Raw records

+--

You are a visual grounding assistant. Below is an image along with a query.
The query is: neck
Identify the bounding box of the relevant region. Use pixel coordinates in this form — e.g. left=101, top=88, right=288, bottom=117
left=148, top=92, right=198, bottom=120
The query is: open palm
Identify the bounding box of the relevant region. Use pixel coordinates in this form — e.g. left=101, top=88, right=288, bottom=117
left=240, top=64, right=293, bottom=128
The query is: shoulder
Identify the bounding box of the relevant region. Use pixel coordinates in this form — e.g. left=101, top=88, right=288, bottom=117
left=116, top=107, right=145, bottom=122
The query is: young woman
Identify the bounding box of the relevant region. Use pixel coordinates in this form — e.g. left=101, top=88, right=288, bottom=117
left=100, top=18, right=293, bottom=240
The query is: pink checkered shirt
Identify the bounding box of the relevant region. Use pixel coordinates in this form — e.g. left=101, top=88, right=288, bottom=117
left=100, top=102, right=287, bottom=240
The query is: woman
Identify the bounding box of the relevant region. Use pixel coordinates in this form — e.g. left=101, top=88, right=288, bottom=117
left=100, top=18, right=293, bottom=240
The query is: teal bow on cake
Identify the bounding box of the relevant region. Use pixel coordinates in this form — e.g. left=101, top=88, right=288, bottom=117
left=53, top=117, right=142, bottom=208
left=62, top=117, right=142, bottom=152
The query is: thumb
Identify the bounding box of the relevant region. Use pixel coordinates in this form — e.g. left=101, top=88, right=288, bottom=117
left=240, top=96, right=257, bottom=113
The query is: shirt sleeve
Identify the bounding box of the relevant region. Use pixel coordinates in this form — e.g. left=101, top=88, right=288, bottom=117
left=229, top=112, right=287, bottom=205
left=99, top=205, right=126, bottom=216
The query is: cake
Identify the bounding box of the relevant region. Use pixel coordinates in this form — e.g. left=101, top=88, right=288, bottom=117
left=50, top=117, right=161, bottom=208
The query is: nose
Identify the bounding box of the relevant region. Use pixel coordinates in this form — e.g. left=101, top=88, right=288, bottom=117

+--

EXERCISE PROMPT -> Please rewrite the items from the line containing "The query is: shoulder" through the line containing "left=116, top=107, right=145, bottom=122", with the requests kept unchanged and every coordinate in the answers moved by -31.

ANSWER FOR THIS EXERCISE ->
The query is: shoulder
Identify the bounding box of the relevant region. Use pixel coordinates in this form — e.g. left=101, top=88, right=288, bottom=117
left=85, top=76, right=114, bottom=91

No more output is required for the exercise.